◆ Exercise ◆
Please answer from the book tour post below: which bookstore hosted the Houston signing?

06 July 2009

DRIVE-BY BOOK TOUR '09 - ON THE ROAD - Part Two

07-06-09, Houston, TX: I have only myself to blame for the Tandoori Chicken Enchilada. It was at the top of the menu in the faux English pub - the Red Lion - here in Houston. The menu claimed it was back by popular demand. It was "Five dollar burger night" and I should have stuck with that. I was hungry, under the influence of whisky, and well...I don't recommend it.

I am on this book tour to do something other than eat, however, sell books for instance. And I have sold some. At Poisoned Pen in Scottsdale, Clues Unlimited in Tucson and Murder By the Book in Houston (today.) I've been to all these stores before and visting them is like dropping in on old friends. There's not been big crowds - 12, 5 & 10 people - but I have no doubt the stores will sell plenty more books after I've come and gone, and all three had some preorders for me to sign as well.

I also make a point of dropping in at a lot of other stores, even though most of them don't seem to be carrying my books. I say hi, sometimes give them copies of the books, sometimes just bookmarks, but this trip isn't so much about sales as it is about marketing and building my brand, so to speak. I have a brand? Oh no. What has become of me?

In Austin I dropped in at Book People, one of the truly great independent bookstores in the country. (They didn't have my books.) I walked around a fun, hip neighborhood - Austin seems to be full of those - and would have bought a new pair of cowboy boots if my feet weren't feeling swollen from the heat and humidity.

We ate Tex-Mex food and though I hate to be ungrateful, I do believe that of all the types of Mex - Mex-Mex, New Mexico-Mex, SoCal-Mex & Tex-Mex - Tex is my least favorite. Don't tell them I said so. Texans are pretty nationalistic, about Texas. (Have you also noticed that approximately 64 percent of the songs written and sung by Texas musicians, include a lyric that mentions Texas? As the song says, "You don't want to mess with Texas." I like that rhyme.)

Then it was July 4th and time for the infamous "Blowshitupathon" at Mary and Michael's house. It was mostly grad students and grad professors from U.T. I'm not sure we all spoke quite the same language, but we managed to communicate reasonably well. Booze, bbq and explosives assisted. Years of working in places where people didn't speak English came in handy. (If Academese is English, it's a dialect I am not all that familiar with.) It was plenty fun, just like it ought to have been.
Yesterday I drove to Houston, stopping at the Southside Market in Elgin (pronounced with a hard 'g') for sausage and brisket. Great stuff, great hot sauce. Cheap, too. Then didn't do much in the afternoon until I met up with an old pal, hung out, had dinner and went back to the hotel on the early side.

◆ Recorded data ◆
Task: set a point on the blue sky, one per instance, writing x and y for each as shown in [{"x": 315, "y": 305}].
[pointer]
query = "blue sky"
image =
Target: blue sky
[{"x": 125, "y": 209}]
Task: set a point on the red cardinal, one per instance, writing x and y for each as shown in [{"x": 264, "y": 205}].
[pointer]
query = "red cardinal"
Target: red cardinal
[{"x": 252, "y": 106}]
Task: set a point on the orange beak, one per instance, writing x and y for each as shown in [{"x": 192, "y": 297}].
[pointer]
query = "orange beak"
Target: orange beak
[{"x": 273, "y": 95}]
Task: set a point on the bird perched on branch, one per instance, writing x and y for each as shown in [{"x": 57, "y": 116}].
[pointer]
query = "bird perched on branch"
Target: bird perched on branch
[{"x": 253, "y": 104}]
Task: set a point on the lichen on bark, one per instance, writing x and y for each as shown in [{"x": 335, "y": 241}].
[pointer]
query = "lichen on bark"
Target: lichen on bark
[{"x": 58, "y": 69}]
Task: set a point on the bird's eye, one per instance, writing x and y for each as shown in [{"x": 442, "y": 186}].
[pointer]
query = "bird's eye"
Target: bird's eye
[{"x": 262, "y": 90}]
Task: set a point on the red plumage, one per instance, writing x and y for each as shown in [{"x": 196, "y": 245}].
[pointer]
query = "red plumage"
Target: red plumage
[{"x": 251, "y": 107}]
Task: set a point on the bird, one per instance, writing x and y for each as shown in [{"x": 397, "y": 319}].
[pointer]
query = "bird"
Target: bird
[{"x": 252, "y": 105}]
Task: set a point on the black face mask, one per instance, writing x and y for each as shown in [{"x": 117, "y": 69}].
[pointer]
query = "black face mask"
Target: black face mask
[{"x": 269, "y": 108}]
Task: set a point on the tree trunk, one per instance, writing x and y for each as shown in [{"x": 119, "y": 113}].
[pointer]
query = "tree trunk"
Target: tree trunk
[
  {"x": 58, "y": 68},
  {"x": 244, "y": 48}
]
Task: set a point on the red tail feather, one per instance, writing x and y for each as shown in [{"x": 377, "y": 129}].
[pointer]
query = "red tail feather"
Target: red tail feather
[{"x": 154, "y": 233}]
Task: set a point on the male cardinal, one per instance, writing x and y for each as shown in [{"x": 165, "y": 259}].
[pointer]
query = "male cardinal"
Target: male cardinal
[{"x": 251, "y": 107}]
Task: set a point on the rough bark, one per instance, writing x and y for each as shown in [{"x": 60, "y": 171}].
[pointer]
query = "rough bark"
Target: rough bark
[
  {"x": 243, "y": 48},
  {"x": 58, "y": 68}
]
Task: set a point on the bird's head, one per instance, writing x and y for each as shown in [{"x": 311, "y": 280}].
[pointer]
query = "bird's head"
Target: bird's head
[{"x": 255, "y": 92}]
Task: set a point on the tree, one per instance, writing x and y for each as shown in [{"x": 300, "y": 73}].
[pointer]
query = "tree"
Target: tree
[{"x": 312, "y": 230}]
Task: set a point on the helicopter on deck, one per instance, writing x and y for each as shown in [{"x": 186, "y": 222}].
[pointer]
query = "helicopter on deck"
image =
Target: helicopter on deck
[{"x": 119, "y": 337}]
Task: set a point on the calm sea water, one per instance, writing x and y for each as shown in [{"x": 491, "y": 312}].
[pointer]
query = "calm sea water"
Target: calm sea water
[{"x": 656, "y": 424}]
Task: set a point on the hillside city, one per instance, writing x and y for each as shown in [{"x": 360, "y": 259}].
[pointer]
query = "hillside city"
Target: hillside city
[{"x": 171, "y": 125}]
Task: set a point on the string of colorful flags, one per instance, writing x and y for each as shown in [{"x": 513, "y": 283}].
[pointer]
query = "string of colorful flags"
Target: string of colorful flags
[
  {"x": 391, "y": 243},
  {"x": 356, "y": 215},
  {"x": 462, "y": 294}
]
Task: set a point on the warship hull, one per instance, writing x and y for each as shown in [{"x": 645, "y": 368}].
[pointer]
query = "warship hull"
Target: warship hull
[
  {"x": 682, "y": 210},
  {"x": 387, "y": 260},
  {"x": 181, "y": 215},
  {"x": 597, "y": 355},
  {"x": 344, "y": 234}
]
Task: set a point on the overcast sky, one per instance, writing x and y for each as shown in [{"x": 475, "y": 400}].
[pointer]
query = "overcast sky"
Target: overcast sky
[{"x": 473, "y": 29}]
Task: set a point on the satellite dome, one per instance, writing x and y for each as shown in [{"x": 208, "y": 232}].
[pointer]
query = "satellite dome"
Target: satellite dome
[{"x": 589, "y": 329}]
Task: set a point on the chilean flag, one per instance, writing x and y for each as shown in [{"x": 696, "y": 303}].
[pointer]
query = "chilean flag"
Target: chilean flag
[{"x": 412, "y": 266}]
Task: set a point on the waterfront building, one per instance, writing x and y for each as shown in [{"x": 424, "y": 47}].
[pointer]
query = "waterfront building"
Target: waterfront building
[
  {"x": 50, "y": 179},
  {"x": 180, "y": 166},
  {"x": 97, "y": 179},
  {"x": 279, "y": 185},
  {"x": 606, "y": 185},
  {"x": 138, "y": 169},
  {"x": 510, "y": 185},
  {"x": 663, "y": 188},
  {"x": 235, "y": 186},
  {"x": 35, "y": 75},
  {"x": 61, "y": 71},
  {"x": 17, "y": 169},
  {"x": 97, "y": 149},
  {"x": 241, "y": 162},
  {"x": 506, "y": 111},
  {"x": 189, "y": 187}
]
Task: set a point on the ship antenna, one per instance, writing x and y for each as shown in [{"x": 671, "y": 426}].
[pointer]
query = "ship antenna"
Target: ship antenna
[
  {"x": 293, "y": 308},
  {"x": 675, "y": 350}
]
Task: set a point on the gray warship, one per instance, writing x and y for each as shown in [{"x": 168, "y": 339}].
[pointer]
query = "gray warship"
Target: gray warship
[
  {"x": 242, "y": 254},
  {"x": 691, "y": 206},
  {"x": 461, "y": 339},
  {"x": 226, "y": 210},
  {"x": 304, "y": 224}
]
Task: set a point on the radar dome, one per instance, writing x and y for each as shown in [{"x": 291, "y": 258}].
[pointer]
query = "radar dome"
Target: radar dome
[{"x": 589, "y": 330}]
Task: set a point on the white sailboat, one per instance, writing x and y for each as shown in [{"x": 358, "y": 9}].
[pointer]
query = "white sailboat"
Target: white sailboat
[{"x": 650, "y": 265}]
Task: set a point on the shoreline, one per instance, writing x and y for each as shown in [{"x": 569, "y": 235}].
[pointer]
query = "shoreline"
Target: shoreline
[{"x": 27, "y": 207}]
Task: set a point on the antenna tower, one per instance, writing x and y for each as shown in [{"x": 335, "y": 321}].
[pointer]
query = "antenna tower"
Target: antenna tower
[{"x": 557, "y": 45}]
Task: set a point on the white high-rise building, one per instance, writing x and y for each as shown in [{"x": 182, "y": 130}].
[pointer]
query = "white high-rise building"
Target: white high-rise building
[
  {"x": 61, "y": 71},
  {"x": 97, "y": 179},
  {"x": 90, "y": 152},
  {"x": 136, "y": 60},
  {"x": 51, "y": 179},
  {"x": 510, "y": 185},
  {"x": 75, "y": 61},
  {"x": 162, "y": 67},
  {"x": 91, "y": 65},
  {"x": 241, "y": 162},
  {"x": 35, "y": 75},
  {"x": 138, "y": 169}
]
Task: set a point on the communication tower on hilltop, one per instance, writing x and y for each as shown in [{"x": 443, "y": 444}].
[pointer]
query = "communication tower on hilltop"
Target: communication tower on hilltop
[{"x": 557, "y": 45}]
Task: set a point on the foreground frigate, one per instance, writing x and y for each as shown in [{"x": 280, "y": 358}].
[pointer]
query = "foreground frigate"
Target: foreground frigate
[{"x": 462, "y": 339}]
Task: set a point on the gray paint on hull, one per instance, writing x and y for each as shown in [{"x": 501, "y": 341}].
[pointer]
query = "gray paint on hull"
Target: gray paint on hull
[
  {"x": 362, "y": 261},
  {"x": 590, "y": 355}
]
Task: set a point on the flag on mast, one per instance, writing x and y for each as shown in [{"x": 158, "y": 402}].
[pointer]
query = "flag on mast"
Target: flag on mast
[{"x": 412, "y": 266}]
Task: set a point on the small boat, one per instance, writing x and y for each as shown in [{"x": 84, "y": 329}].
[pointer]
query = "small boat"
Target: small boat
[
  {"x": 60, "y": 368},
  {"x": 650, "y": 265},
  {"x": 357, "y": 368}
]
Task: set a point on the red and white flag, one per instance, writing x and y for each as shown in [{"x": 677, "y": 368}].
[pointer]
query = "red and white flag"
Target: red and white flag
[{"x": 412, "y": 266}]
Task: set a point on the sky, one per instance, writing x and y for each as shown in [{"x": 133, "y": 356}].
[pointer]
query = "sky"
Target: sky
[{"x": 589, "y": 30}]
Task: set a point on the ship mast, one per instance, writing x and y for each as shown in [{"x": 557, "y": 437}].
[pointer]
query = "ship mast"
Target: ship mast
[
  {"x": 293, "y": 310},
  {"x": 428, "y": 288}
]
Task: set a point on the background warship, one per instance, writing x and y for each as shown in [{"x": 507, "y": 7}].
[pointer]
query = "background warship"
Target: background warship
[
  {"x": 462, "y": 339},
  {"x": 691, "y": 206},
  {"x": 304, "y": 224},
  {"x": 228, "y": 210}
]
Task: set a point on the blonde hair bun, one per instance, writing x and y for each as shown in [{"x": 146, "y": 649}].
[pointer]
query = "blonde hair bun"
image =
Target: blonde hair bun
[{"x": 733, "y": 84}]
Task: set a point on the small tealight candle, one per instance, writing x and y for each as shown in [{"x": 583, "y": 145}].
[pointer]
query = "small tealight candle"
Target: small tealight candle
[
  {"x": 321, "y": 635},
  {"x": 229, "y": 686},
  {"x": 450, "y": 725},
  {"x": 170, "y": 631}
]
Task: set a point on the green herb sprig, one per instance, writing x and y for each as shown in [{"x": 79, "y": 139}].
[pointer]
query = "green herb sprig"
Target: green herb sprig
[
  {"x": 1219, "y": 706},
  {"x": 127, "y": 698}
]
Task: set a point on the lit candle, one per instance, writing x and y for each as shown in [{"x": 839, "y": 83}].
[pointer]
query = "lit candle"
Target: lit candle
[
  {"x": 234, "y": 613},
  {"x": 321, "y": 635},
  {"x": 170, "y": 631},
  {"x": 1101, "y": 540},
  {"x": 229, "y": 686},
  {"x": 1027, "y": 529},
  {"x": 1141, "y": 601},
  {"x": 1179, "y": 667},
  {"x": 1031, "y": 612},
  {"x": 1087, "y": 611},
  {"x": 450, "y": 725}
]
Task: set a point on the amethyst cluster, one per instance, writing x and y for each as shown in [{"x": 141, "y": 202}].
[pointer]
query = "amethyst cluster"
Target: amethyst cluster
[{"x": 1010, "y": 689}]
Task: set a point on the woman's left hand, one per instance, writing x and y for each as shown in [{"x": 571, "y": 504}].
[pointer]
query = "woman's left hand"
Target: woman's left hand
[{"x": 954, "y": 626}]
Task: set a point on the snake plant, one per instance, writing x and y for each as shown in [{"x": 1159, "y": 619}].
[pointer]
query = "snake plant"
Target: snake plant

◆ Result below ◆
Murder By the Book